Saved data entries
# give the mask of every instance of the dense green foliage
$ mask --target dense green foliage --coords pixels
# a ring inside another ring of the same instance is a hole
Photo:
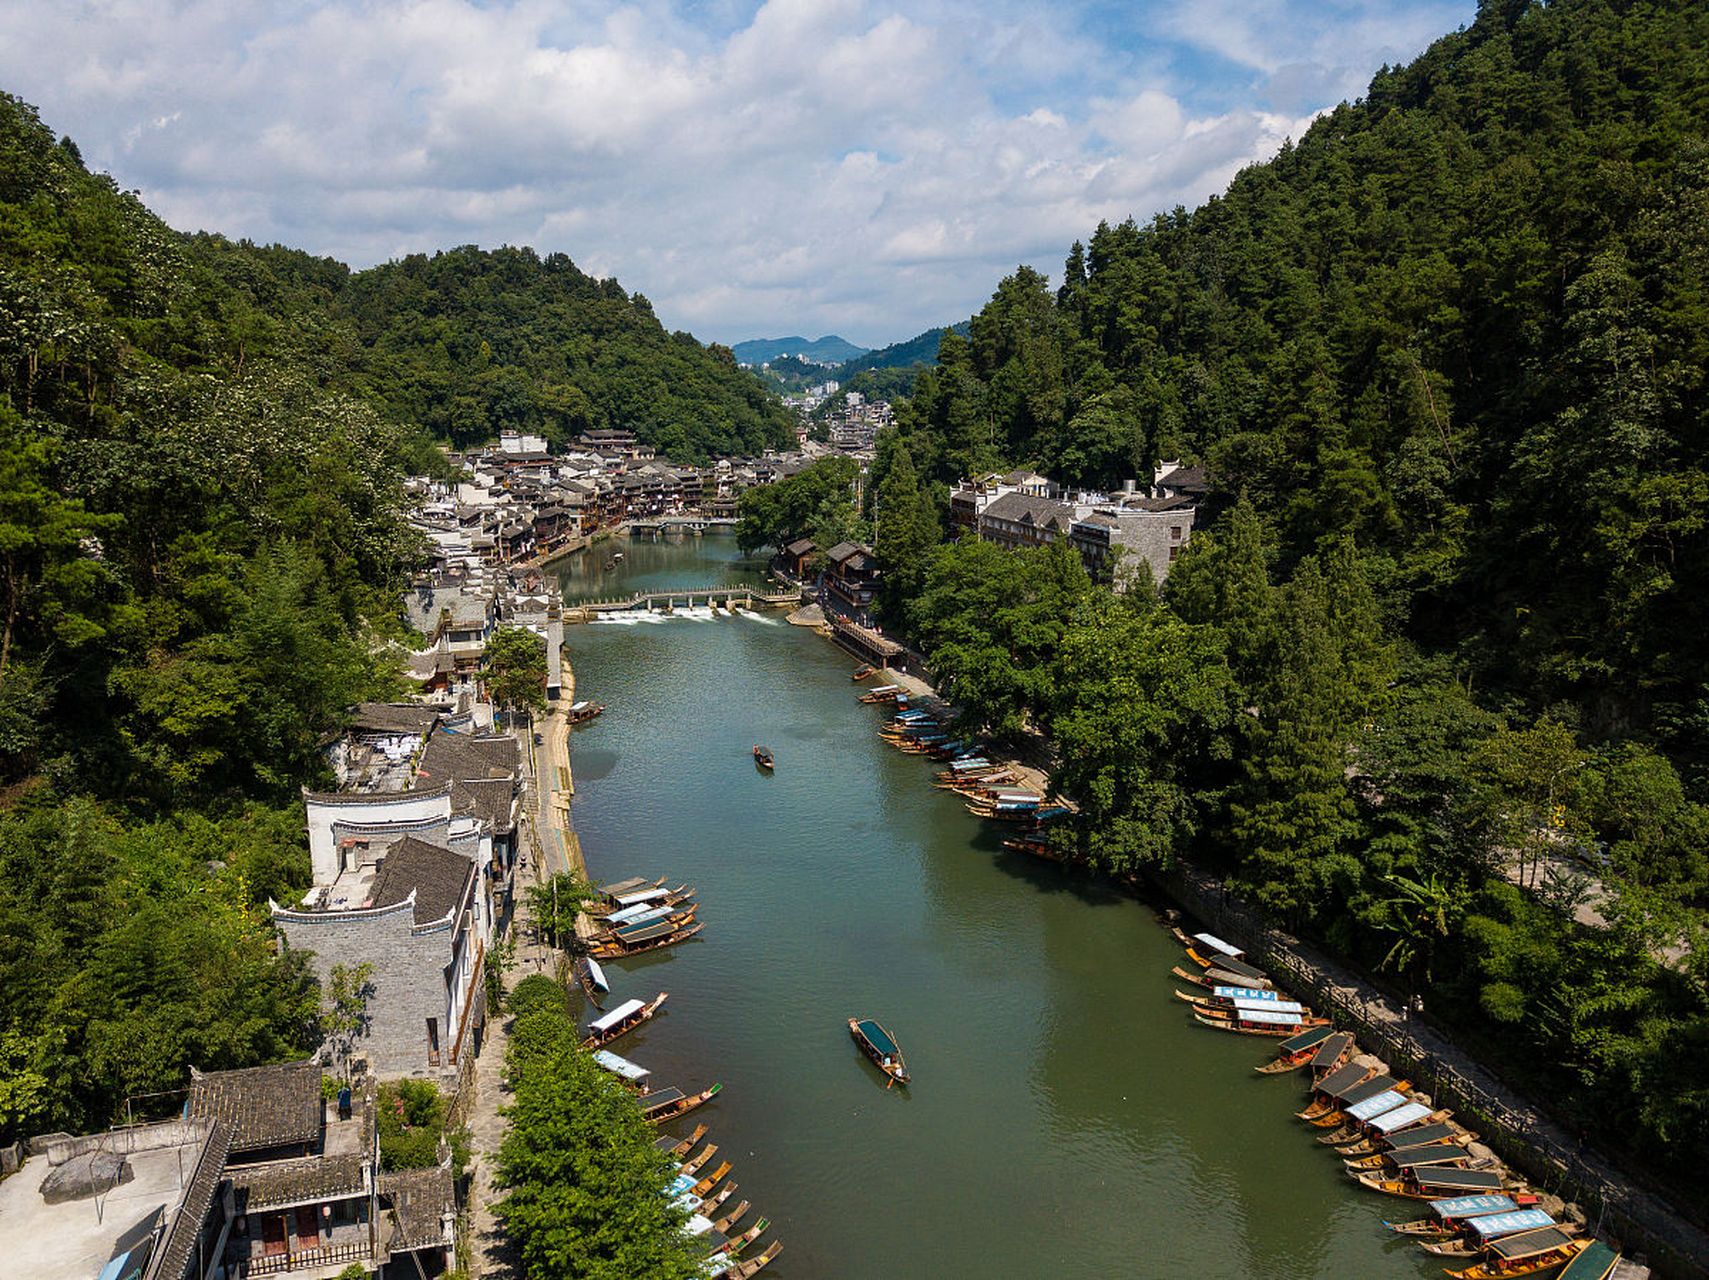
[[[481,654],[487,697],[513,715],[546,709],[546,642],[526,627],[500,627]]]
[[[924,333],[915,334],[902,342],[893,342],[888,347],[851,356],[838,365],[831,376],[844,384],[853,381],[862,373],[889,370],[906,373],[910,378],[916,377],[920,371],[930,368],[937,360],[938,344],[943,341],[944,334],[954,332],[965,338],[968,328],[969,322],[963,320],[960,324],[948,325],[942,329],[927,329]]]
[[[874,467],[1202,459],[1160,598],[881,510],[892,621],[1053,739],[1058,838],[1218,867],[1699,1188],[1706,233],[1709,11],[1486,3],[1224,196],[1004,280]]]
[[[860,464],[821,458],[773,484],[746,489],[737,500],[736,544],[744,554],[812,538],[820,551],[856,542],[869,532],[857,509]]]
[[[728,347],[667,333],[646,298],[561,253],[412,254],[346,273],[334,302],[365,348],[374,394],[458,445],[503,430],[561,442],[626,427],[665,456],[703,461],[794,438]]]
[[[469,1162],[469,1136],[449,1126],[445,1095],[431,1080],[388,1080],[374,1099],[380,1168],[431,1169],[441,1151],[461,1175]]]
[[[535,981],[518,983],[513,1002]],[[663,1194],[670,1162],[633,1095],[581,1049],[562,988],[524,1004],[505,1057],[510,1132],[498,1154],[499,1213],[523,1276],[689,1280],[687,1214]]]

**Your objective**
Restate each record from above word for word, excluding any picture it holds.

**Solution for this exercise**
# give the mask of every instance of the dense green foliage
$ mask --target dense green foliage --coords pixels
# a ring inside another ring of the same instance is a hole
Photo:
[[[481,654],[487,697],[513,715],[546,709],[546,642],[526,627],[500,627]]]
[[[924,333],[915,334],[902,342],[893,342],[888,347],[851,356],[838,365],[831,376],[844,384],[853,381],[862,373],[889,370],[906,373],[910,378],[916,377],[920,371],[930,368],[937,360],[938,344],[943,341],[944,334],[954,332],[965,338],[968,328],[969,322],[963,320],[960,324],[948,325],[942,329],[927,329]]]
[[[874,467],[1202,459],[1160,598],[881,510],[892,621],[1053,739],[1058,838],[1218,867],[1699,1188],[1706,233],[1709,11],[1486,3],[1224,196],[1004,280]]]
[[[860,464],[821,458],[773,484],[746,489],[737,500],[736,544],[744,554],[812,538],[820,551],[856,542],[869,532],[857,509]]]
[[[728,347],[667,333],[646,298],[561,253],[412,254],[346,273],[334,302],[365,348],[374,394],[458,445],[503,430],[561,442],[626,427],[665,456],[703,461],[794,438]]]
[[[469,1162],[469,1136],[449,1126],[445,1095],[431,1080],[388,1080],[374,1099],[380,1168],[431,1169],[441,1151],[461,1175]]]
[[[535,981],[518,983],[513,1002]],[[663,1194],[670,1162],[633,1095],[581,1049],[562,988],[524,1004],[505,1057],[510,1132],[498,1154],[499,1213],[523,1276],[689,1280],[687,1214]]]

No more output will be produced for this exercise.